**What you will do**
Could you set down exactly the lines of the data below, starting at the one that holds "In this exercise you will indicate the white" and ending at the one that holds "In this exercise you will indicate the embossed", both included, and only those?

[[ Provided information, beginning ]]

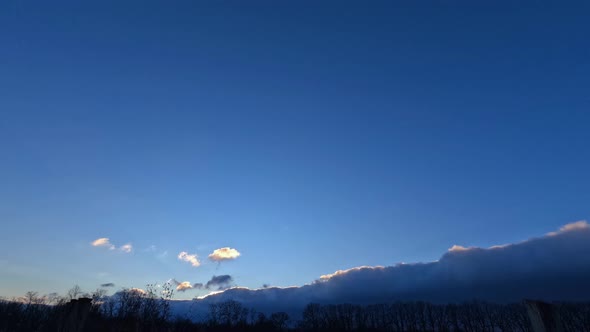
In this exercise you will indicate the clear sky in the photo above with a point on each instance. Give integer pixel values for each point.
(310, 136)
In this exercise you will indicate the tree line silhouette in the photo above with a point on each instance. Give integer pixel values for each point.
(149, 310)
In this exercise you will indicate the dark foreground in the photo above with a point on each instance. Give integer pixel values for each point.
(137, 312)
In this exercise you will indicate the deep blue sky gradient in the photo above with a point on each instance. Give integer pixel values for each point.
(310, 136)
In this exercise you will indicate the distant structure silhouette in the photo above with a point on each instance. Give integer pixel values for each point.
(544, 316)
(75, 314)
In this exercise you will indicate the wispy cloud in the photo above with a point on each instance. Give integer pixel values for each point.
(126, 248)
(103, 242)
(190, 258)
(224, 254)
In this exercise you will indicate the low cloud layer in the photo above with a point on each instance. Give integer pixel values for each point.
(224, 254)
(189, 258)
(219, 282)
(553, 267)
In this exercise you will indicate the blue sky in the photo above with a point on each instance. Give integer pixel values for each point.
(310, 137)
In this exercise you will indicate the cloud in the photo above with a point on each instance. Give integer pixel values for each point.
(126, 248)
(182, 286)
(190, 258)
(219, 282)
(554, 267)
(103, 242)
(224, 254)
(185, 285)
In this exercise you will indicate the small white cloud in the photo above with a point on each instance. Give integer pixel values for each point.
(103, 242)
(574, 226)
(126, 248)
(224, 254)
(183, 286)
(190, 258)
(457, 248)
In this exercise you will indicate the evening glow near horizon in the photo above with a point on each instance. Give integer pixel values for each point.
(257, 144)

[[ Provided information, end ]]
[[ Provided information, beginning ]]

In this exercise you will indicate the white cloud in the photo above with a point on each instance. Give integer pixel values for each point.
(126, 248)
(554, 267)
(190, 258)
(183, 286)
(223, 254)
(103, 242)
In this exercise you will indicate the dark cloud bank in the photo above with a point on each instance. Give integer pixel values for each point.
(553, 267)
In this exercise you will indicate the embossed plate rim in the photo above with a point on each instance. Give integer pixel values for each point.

[[ Provided information, end ]]
[[ Provided information, beginning ]]

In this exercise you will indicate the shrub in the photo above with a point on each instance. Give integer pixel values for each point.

[[ Provided information, end ]]

**Response below**
In this exercise you will indicate the white cloud in the photo above with a point on each instance. Give integer pixel values for each point.
(126, 248)
(554, 267)
(190, 258)
(183, 286)
(223, 254)
(103, 242)
In this exercise you will indicate the dark cloud bank in the photo above with a point on each instance. Give integer pixel values for each point.
(553, 267)
In this exercise you will indicate the embossed plate rim in the photo above with a point on each instance. Give integer pixel values for each point.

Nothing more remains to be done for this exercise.